## Records from a data source
* begin *

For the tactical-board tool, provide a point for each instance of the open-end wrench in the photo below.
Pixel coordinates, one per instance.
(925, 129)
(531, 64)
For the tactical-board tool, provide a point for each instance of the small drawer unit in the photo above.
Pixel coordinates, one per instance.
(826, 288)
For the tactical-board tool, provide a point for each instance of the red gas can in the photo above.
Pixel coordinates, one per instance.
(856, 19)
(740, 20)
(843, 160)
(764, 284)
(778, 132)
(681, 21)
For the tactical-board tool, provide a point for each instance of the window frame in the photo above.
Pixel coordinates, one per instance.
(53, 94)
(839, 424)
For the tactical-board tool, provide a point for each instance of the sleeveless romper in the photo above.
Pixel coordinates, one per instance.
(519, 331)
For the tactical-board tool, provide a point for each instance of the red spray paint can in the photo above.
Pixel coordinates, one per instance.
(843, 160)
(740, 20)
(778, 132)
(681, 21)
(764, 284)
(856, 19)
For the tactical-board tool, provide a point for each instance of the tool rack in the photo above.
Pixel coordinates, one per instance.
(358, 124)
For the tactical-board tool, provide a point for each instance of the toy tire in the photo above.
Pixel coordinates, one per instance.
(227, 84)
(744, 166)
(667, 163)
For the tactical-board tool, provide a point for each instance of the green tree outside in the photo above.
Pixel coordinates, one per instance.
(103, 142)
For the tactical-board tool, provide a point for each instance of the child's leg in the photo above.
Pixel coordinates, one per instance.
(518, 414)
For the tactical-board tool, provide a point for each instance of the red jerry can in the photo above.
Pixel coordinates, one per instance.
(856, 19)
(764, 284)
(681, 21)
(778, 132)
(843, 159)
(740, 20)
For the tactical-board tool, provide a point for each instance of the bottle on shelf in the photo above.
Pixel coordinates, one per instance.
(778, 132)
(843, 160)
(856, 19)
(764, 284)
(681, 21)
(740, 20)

* end *

## YOUR OBJECTIVE
Repeat the material above in full, changing "Pixel coordinates" to "Image coordinates" everywhere it occurs and keeping every other line as it is.

## TASK ANSWER
For the tactical-board tool, provide a point for each instance of the open-end wrench in the photo below.
Image coordinates, one per instance.
(925, 129)
(531, 64)
For the tactical-board tool, provide a point for each instance of the small drawer unit in the photo above.
Image coordinates, one per instance.
(826, 288)
For the tactical-board tool, provide a point for each instance of the red gas can in the photo above.
Image coordinates, one per instance.
(856, 19)
(740, 20)
(843, 160)
(764, 284)
(778, 132)
(681, 21)
For the tactical-board tool, provide a point for each instance of the window frame in the photo above.
Image coordinates, one per instance.
(53, 94)
(839, 424)
For the tactical-board tool, provide a point for each instance of the sleeveless romper in the photo above.
Image coordinates, one per instance.
(519, 331)
For the tactical-board tool, provide a point for each instance of the red spray paint can in the photo above.
Image coordinates, one per instance.
(843, 160)
(740, 20)
(778, 132)
(681, 21)
(764, 284)
(856, 19)
For the tactical-board tool, provide a point for each instance of the tool rack in the photo above.
Image coordinates, one per instance.
(358, 124)
For the tactical-board tool, provide a point for each instance of the toy tire in the photo above.
Image coordinates, one per instance.
(227, 84)
(744, 166)
(667, 163)
For the tactical-board tool, provide a point for each instance of the green tree outside in the photo above.
Image coordinates, one per instance.
(103, 142)
For the tactical-board tool, provide a point for each instance of the child's leg in the photo above.
Image coordinates, one per instance.
(518, 414)
For the tactical-board tool, provide a point for each instance of the red jerry can in the photo above.
Image coordinates, one per instance.
(856, 19)
(764, 284)
(681, 21)
(778, 132)
(843, 159)
(740, 20)
For the tactical-board tool, provide a point for each instance of the bottle on shelf in the photo above.
Image coordinates, one per instance.
(778, 132)
(843, 160)
(856, 19)
(764, 284)
(681, 21)
(740, 20)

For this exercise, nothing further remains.